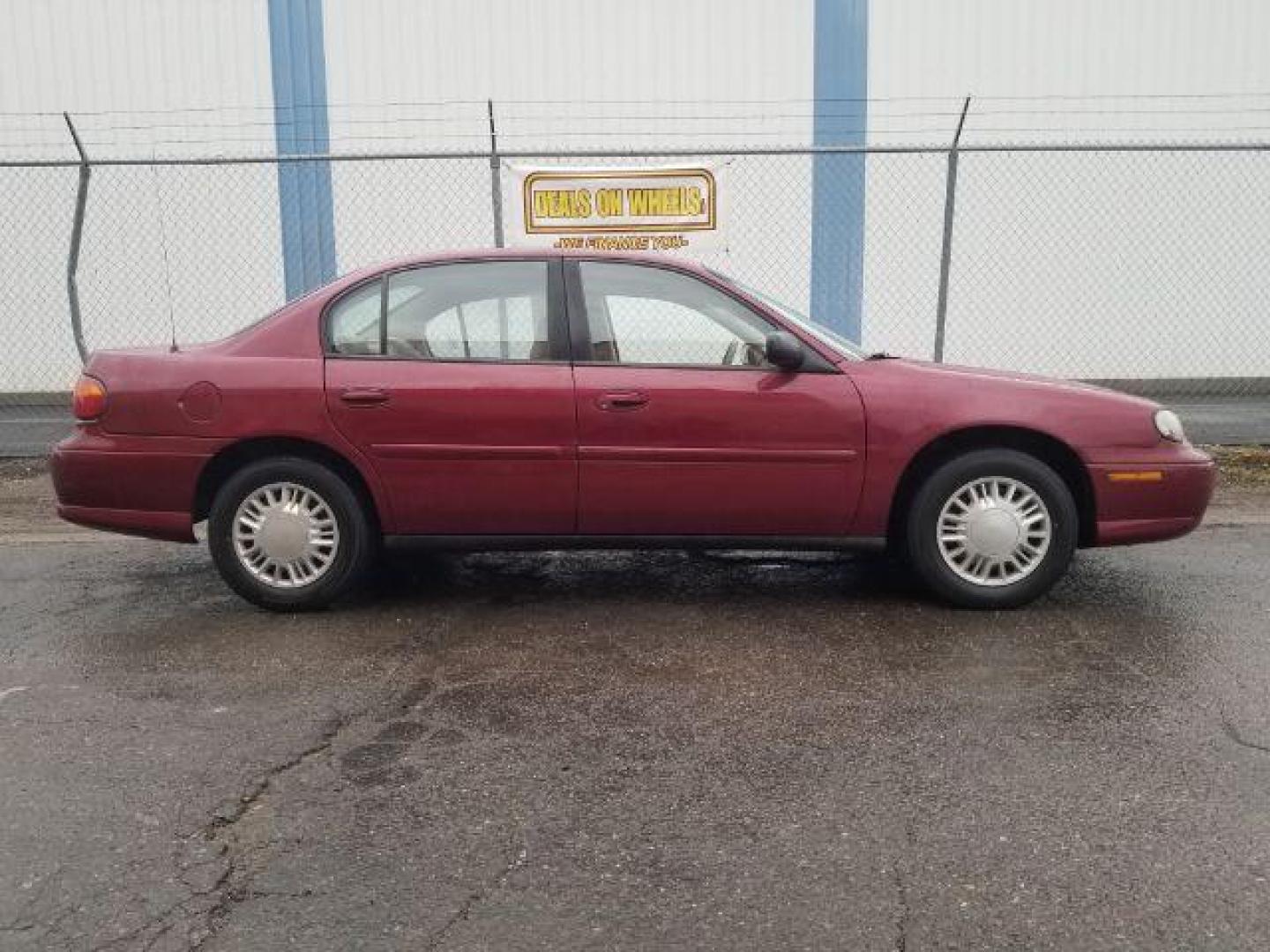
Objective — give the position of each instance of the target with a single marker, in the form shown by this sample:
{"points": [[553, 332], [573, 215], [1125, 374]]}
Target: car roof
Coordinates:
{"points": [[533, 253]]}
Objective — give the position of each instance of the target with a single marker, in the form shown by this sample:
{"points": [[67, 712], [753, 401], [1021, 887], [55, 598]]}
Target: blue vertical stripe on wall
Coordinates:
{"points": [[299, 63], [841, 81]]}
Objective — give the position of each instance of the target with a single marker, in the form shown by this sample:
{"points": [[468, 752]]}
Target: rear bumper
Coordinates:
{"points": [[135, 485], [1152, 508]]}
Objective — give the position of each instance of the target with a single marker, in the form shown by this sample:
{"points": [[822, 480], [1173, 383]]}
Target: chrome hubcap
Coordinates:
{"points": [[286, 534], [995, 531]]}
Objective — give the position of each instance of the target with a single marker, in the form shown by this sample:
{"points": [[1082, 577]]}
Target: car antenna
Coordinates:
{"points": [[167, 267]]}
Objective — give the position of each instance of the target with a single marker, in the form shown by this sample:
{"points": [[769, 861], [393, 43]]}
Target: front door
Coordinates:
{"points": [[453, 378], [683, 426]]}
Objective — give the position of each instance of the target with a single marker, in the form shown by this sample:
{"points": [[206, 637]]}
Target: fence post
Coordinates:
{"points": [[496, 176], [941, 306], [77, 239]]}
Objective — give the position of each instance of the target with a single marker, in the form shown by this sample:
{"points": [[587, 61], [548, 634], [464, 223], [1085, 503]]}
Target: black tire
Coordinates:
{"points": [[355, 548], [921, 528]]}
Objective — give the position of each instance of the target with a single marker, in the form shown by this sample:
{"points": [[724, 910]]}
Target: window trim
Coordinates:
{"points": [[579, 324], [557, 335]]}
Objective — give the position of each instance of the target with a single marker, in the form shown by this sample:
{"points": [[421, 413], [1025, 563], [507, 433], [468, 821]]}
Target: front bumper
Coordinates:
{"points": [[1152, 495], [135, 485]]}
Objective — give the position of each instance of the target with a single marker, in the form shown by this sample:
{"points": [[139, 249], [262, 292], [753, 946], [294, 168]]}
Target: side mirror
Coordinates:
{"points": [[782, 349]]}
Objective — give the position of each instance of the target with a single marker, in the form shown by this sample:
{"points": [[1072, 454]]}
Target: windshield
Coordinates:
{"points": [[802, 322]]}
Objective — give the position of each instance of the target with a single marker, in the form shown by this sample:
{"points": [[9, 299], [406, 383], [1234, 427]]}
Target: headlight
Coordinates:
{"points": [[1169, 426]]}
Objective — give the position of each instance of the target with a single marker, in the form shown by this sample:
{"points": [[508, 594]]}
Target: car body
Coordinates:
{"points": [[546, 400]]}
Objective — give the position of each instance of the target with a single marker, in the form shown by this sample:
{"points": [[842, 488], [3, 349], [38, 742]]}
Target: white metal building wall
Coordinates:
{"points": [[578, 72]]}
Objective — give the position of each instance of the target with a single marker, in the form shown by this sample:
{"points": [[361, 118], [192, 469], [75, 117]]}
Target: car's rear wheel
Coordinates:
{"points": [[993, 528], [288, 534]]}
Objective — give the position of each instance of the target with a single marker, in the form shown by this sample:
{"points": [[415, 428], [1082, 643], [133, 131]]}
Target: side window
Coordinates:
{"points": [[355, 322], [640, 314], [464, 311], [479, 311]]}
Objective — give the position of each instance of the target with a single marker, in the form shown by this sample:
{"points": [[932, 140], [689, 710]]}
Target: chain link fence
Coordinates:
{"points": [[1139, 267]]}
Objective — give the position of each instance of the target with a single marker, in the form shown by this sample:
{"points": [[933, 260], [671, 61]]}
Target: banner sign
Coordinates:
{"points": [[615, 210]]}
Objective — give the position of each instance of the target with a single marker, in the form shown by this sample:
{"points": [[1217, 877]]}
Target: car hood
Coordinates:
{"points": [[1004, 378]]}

• **Task objective**
Word for word, write out each of the records, but not the pictures.

• **Reply to the task**
Objective — give the position of each instance of the target with a single marker, in the form shown by this sample:
{"points": [[553, 332], [573, 215], [1125, 374]]}
Target: car roof
Coordinates:
{"points": [[533, 253]]}
Objective — give the position of each instance of the target with a single marker, in the form shown by this sample:
{"points": [[67, 712], [753, 401], [1021, 887], [55, 598]]}
Target: blue vertical stripe on wall
Coordinates:
{"points": [[299, 63], [841, 81]]}
Objective — give the position of each instance of the target with a single marker, in the form shown by this sample:
{"points": [[468, 752]]}
Target: rear bumper
Coordinates:
{"points": [[135, 485], [1152, 508]]}
Objective — give the position of each instance of the target with a single marker, in the form shown by this sample:
{"points": [[822, 480], [1173, 383]]}
Target: chrome hubcap
Coordinates:
{"points": [[286, 534], [995, 531]]}
Objective — give the position of each instance of the target with a single marker, in the form shown by this sample:
{"points": [[1082, 577]]}
Target: car antenna
Coordinates:
{"points": [[167, 267]]}
Objective — give the position of each instance of the target with a single marker, in the form shown by this sample:
{"points": [[769, 861], [393, 43]]}
Target: front door
Coordinates:
{"points": [[453, 378], [683, 426]]}
Objective — give the position of each instance of the target with a single marker, in the form shown by this sample:
{"points": [[206, 637]]}
Target: fence post
Coordinates:
{"points": [[496, 176], [941, 306], [77, 239]]}
Objective — give the position of each instance of the target with a single marker, in the form shown by this sample:
{"points": [[587, 61], [548, 634], [464, 223], [1085, 503]]}
Target: black tire
Coordinates:
{"points": [[355, 548], [921, 528]]}
Objective — give the position of each instance of the target with a single marker, in the form shown by this sample:
{"points": [[724, 910]]}
Target: window trim
Coordinates:
{"points": [[579, 324], [557, 335]]}
Objective — give the position of each instance of the target with a single marker, in the form shown by this sample:
{"points": [[421, 413], [1025, 563], [507, 433], [468, 821]]}
Target: front bumper
Coordinates:
{"points": [[1152, 495], [135, 485]]}
Objective — give the position of each instance of the target with a single marker, in the form shown by this sample:
{"points": [[139, 249], [262, 292], [753, 946], [294, 168]]}
Target: side mirror
Coordinates:
{"points": [[782, 349]]}
Objective — give the position of each instance of the target with a single marker, in the form shown by this sample:
{"points": [[1072, 454]]}
Target: windshield
Coordinates:
{"points": [[802, 322]]}
Objective — give the position of each instance of the target with a single marker, in the form shown by this sample:
{"points": [[9, 299], [406, 383], [1234, 427]]}
Target: headlight
Coordinates:
{"points": [[1169, 426]]}
Objective — give the position of each instance of the target with a single marker, in the form shown by this sample:
{"points": [[508, 594]]}
Target: car body
Coordinates:
{"points": [[546, 400]]}
Objective — give the position of each instance of the target with a single marker, in the form shown by this sample:
{"points": [[842, 488], [3, 349], [38, 742]]}
Target: white metal building wall
Coordinates:
{"points": [[578, 72]]}
Objective — give the position of each instance of the target with a single marker, in the form shown by this sample:
{"points": [[361, 118], [192, 469], [75, 117]]}
Target: car's rear wheel
Coordinates:
{"points": [[993, 528], [288, 534]]}
Objective — give the position of each instance of the target with a single marker, in the form shown by this sample:
{"points": [[415, 428], [1082, 643], [133, 131]]}
Target: side window
Coordinates:
{"points": [[355, 322], [640, 314], [464, 311], [479, 311]]}
Objective — give the position of each instance of the target with a single marker, in the form shown by this sample:
{"points": [[932, 140], [689, 710]]}
Target: chain link fence
Coordinates:
{"points": [[1139, 267]]}
Objective — give the position of each instance of the target with a single marker, in the form shown by this sample:
{"points": [[933, 260], [671, 61]]}
Target: banner sign
Coordinates:
{"points": [[615, 210]]}
Objective — give the position of each instance of the target with a single marker, in the form shown by this sample:
{"points": [[1217, 877]]}
Target: car hood
Coordinates:
{"points": [[1004, 378]]}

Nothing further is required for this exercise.